Exercise passage:
Sometimes a child is born to a U.S. citizen abroad or sometimes parents in the U.S. wish to adopt a child from another country. These parents may want to reside in the U.S. with their child. It is important for parents in Georgia to understand how children in such situations can obtain U.S. citizenship.
A child born abroad can automatically become a U.S. citizen in certain situations. First at least one of the child's parents (whether biological or adoptive) must be a U.S. citizen by birth or through naturalization. The child cannot be more than 18 years old and must be a lawful permanent resident of the U.S. Finally, the child must be living in the U.S. under the legal and physical custody of the parent or parents who are a U.S. citizen.
Children living abroad may also become U.S. citizens if certain elements are met. First, at least one of the child's parents (whether biological or adoptive) must be a U.S. citizen by birth or through naturalization. The U.S. citizen parent or the U.S. citizen grandparent of the child must satisfy specific physical presence requirements in the nation. The child cannot be more than 18 years old and must be living abroad under the legal and physical custody of the parent or parents who are a U.S. citizen. Finally, the child must be lawfully admitted and physically present in the U.S. and must maintain a lawful status in the nation at the time that the child's application for citizenship is approved and at the time the child becomes a naturalized citizen.

Listed records:
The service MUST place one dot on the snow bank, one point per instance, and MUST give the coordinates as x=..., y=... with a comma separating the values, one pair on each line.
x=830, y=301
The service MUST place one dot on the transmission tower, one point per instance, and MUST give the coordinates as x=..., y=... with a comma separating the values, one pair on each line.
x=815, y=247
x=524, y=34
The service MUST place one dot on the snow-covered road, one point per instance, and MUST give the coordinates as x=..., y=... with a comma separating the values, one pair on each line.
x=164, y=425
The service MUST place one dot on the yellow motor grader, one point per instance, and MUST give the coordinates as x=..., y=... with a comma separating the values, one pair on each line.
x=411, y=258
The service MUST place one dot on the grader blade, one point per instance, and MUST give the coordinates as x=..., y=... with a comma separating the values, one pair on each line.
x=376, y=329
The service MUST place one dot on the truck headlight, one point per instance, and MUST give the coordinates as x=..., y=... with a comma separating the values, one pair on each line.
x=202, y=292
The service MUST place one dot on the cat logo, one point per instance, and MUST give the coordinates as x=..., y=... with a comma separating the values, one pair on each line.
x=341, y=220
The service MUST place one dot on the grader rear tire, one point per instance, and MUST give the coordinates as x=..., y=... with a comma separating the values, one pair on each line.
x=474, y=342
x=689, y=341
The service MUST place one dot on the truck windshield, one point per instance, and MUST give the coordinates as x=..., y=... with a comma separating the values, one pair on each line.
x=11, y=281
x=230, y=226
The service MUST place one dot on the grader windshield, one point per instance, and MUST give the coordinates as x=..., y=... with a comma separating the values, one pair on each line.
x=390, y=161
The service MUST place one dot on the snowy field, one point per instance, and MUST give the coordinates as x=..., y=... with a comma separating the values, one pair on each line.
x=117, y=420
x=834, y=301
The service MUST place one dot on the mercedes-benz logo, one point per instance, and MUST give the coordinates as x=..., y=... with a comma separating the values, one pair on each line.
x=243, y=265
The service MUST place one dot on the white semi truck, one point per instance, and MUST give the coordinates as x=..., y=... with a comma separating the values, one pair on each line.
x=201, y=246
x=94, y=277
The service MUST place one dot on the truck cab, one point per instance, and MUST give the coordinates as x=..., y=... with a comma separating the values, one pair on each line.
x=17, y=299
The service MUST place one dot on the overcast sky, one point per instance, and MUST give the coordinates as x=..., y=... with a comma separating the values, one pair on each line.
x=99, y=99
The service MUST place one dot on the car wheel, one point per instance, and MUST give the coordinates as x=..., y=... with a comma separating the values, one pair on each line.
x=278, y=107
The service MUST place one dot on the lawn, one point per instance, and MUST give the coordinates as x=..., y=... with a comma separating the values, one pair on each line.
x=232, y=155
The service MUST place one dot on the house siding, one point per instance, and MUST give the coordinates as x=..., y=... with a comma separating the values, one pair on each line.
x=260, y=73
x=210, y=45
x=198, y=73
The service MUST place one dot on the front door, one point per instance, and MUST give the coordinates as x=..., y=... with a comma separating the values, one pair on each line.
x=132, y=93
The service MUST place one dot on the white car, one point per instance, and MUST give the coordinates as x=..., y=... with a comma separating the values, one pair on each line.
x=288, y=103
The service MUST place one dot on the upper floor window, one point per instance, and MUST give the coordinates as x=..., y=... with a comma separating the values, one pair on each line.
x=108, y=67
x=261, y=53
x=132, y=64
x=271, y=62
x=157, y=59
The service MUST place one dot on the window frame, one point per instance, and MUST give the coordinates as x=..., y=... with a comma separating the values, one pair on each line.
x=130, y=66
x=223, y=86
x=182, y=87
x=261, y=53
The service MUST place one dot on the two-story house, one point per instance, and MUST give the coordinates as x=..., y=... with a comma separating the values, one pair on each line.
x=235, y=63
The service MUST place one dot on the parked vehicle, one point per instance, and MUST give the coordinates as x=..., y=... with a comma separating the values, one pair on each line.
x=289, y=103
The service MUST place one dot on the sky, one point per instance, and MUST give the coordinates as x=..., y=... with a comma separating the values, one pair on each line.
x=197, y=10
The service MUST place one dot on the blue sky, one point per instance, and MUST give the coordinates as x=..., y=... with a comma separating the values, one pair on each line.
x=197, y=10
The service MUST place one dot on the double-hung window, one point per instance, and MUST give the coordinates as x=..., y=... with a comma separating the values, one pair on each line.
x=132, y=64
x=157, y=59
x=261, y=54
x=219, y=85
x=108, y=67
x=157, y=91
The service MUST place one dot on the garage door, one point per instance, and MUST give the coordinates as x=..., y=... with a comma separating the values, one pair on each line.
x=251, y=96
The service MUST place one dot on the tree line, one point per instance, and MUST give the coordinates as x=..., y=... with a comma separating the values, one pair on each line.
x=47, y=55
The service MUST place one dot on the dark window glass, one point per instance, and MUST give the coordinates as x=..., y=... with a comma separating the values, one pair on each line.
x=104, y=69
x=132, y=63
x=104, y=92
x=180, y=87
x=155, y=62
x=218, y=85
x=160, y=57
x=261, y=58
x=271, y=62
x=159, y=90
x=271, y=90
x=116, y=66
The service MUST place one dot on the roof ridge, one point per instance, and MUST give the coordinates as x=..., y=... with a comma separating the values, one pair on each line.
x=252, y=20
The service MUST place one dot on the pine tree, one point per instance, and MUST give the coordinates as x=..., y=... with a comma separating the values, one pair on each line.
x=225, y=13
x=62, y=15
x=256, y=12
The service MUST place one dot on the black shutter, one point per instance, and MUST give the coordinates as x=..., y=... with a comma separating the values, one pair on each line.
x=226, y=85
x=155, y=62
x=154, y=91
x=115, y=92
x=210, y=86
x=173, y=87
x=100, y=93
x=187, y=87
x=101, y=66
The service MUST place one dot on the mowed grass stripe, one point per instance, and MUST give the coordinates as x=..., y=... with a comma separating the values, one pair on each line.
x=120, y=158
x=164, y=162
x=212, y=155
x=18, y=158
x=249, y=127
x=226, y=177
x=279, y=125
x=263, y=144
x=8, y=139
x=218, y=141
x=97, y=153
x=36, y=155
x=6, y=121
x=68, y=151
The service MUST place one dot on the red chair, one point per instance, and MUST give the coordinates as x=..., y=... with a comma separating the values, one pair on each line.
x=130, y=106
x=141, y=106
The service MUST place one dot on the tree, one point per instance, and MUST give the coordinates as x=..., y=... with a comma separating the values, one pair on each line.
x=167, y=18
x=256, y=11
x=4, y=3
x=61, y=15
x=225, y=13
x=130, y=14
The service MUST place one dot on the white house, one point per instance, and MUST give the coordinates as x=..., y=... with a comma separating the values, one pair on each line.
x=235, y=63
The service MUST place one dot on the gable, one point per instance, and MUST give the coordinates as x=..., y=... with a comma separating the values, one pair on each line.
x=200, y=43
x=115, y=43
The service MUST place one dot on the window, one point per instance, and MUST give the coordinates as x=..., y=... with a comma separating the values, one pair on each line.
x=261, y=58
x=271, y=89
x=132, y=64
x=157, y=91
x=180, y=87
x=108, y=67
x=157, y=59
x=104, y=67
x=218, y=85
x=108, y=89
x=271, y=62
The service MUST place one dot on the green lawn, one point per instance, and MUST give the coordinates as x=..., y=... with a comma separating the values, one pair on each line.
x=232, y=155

How to complete this task:
Please carry the passage on U.S. citizenship for children born or adopted abroad further, starting after its last sentence.

Result of this exercise:
As this shows, there are several ways a child born or living abroad can obtain U.S. citizenship. However, it is important to note that the information in this post is for general purposes only, and it cannot guarantee a specific result in one's application for U.S. citizenship. Parents who want their child to become a U.S. citizen will want to seek the professional guidance they need to make informed decisions as they move forward with the application process.